(DATA TO EXAMINE Opens)

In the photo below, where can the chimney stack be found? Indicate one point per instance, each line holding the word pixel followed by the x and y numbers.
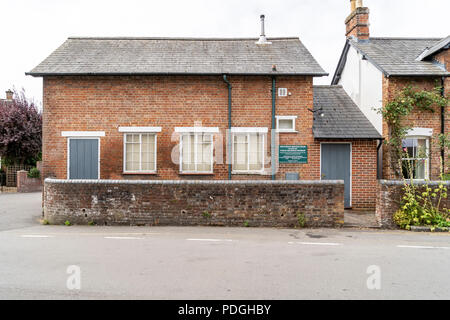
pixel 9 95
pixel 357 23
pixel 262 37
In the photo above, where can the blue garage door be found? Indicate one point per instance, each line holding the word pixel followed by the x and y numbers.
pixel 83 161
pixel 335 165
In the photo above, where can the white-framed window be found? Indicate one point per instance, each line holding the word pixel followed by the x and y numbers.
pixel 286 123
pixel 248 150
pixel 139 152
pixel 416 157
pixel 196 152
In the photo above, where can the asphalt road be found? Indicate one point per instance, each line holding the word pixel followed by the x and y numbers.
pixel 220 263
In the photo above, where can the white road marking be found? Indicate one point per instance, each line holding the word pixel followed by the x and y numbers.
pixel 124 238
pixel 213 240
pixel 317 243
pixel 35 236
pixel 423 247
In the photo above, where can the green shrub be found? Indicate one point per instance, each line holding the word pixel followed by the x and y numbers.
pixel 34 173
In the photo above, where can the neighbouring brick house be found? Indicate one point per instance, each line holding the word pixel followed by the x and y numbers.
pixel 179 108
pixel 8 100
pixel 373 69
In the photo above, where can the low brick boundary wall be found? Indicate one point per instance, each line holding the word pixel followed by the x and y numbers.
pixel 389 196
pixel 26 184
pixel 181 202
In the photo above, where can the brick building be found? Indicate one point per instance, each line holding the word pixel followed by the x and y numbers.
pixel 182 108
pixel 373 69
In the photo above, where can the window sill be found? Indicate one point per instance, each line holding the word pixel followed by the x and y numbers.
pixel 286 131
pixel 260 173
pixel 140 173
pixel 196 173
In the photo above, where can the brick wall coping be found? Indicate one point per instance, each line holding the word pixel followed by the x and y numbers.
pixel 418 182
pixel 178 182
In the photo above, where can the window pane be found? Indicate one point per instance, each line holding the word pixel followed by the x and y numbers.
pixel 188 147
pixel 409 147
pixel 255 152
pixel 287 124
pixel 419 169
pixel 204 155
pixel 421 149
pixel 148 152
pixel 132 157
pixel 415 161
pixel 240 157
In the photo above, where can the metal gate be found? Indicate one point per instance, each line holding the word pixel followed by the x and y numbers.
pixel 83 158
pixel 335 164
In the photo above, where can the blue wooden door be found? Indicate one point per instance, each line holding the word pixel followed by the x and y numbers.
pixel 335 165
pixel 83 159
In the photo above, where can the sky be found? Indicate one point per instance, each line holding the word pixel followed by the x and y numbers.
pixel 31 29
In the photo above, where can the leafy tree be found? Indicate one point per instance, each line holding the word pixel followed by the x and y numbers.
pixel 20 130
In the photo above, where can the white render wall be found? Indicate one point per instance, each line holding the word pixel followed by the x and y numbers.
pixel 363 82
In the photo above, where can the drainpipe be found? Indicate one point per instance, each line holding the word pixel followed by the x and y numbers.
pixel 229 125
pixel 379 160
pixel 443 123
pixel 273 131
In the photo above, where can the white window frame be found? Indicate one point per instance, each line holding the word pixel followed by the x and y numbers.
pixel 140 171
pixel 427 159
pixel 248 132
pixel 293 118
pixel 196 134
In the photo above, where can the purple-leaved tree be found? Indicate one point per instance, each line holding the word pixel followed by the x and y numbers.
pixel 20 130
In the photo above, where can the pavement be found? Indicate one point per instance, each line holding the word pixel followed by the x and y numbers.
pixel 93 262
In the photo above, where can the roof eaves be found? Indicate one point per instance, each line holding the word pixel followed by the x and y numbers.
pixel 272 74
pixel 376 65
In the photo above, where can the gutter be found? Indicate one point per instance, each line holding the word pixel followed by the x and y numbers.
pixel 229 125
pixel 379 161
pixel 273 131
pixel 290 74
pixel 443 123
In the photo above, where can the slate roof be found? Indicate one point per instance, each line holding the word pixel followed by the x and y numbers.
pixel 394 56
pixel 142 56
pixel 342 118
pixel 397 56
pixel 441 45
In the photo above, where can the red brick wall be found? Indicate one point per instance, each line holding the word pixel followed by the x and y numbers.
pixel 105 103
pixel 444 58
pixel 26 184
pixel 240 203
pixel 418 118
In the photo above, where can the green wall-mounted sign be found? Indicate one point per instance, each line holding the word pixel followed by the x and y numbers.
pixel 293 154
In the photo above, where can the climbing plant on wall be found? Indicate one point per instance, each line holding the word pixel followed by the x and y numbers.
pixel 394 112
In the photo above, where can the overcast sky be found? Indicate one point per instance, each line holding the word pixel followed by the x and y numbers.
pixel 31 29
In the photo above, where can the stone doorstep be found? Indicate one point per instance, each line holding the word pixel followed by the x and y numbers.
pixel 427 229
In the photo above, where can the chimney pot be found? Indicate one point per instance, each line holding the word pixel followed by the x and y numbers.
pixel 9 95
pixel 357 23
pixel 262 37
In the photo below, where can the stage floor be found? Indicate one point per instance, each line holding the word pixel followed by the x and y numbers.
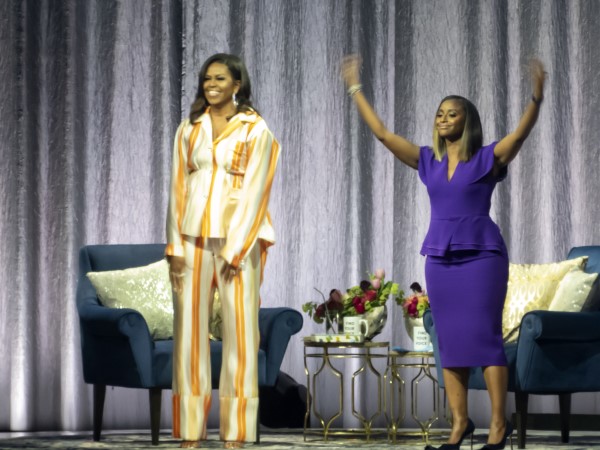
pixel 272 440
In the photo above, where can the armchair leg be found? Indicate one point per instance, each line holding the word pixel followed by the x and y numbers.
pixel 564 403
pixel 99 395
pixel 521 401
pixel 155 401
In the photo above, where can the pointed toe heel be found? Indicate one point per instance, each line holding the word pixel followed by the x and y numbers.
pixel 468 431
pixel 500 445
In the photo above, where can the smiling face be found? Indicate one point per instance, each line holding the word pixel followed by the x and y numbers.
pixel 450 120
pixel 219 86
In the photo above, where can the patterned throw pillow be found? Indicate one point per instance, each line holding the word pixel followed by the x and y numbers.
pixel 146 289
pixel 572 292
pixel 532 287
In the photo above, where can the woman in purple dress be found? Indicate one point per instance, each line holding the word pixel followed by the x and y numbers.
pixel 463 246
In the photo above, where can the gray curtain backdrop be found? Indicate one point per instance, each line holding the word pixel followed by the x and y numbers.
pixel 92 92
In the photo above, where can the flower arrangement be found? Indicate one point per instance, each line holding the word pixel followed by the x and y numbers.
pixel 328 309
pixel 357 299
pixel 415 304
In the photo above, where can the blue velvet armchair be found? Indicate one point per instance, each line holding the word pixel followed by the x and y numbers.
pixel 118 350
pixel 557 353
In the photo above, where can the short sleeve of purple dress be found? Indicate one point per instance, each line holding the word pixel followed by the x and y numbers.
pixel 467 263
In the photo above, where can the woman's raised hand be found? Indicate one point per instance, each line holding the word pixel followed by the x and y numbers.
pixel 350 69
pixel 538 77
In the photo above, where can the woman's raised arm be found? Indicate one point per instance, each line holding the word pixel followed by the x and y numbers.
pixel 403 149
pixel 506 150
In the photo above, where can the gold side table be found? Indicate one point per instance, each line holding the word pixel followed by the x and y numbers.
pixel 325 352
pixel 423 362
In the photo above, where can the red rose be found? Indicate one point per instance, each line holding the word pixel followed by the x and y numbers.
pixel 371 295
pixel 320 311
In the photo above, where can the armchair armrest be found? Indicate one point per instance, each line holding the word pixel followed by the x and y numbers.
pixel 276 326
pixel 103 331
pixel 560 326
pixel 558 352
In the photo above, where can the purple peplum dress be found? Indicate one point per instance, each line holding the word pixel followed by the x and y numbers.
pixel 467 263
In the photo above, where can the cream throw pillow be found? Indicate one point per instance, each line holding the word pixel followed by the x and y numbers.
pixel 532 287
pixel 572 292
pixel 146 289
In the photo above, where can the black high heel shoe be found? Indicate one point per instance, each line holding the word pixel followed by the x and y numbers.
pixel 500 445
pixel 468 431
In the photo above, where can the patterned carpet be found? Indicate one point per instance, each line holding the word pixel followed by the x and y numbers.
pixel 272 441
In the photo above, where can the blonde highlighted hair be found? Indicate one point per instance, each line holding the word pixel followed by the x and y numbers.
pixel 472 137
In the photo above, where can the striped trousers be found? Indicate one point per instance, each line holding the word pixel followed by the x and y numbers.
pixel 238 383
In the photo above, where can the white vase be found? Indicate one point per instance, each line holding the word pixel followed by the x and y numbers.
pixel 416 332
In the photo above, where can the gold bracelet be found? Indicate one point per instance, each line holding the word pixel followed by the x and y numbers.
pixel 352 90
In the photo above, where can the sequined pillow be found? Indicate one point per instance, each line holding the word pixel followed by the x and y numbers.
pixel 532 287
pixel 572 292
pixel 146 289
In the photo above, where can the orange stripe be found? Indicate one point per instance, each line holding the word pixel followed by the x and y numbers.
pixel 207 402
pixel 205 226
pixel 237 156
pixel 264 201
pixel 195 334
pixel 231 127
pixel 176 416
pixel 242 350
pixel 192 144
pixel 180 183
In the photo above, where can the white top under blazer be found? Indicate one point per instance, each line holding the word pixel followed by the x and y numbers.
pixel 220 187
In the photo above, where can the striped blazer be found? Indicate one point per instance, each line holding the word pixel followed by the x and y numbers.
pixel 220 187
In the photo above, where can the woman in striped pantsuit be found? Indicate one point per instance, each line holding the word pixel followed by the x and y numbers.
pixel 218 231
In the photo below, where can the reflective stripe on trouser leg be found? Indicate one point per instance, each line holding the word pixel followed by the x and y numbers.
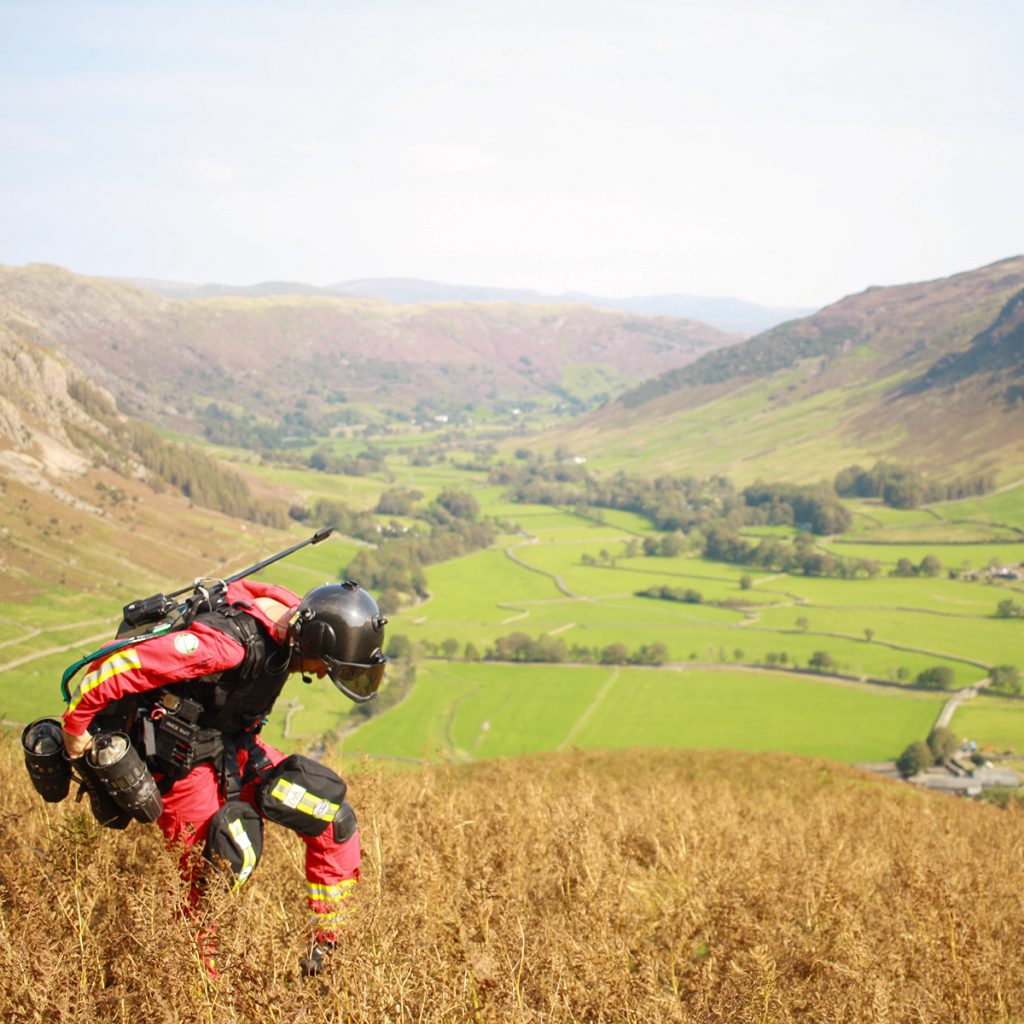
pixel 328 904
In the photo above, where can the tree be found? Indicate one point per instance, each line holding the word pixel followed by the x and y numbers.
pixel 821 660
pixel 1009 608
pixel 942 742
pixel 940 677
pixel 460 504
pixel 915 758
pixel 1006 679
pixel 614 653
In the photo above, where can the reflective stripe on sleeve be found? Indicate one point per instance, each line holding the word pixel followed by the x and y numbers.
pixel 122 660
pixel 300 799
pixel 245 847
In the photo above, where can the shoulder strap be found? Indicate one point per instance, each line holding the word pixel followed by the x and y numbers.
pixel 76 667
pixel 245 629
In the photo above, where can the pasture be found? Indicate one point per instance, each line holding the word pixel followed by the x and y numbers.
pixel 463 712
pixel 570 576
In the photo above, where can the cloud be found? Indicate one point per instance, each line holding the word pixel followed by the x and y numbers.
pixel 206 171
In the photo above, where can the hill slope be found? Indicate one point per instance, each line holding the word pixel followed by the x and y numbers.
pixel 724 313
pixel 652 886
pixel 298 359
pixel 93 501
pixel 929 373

(DATA TO EXAMINE Closes)

EXERCISE BRIEF | Retype exactly, please, only the lines of the entries that run from the one containing "In the photo above, where can the hill" to the last.

SOLVED PROBLEM |
In the photo above, where can the hill slope be found? Indicate one point per instance, each line holding the word pixel followed by the x and y numbers.
pixel 724 313
pixel 652 886
pixel 298 359
pixel 93 501
pixel 929 373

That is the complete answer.